**CHALLENGE:** Convert the lines below into a two-column CSV with the header input,output, one row per entry: the text in input and its answer in output, each in a single quoted field with line breaks replaced by spaces.

---

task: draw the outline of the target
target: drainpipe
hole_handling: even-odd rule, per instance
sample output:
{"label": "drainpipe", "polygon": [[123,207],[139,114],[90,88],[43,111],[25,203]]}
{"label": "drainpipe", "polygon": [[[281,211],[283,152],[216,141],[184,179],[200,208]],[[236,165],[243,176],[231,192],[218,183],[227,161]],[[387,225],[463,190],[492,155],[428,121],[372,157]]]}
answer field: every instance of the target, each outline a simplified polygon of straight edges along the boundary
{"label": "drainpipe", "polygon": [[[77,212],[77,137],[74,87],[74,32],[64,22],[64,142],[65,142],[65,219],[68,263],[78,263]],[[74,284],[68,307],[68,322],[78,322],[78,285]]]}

---

**RESPONSE TO THE TASK:**
input,output
"task: draw the outline of the target target: drainpipe hole_handling: even-odd rule, per instance sample output: {""label"": ""drainpipe"", ""polygon"": [[123,207],[139,114],[90,88],[43,111],[25,203]]} {""label"": ""drainpipe"", ""polygon"": [[[281,211],[283,152],[216,141],[184,179],[200,208]],[[236,165],[243,176],[231,192],[218,183],[227,161]],[[387,225],[463,190],[492,155],[428,121],[372,157]]]} answer field: every instance of the target, each outline a simplified polygon of straight edges along the boundary","{""label"": ""drainpipe"", ""polygon"": [[[77,212],[77,137],[74,87],[74,32],[64,22],[64,142],[65,142],[65,219],[68,263],[78,263]],[[74,284],[68,307],[68,322],[78,322],[78,285]]]}"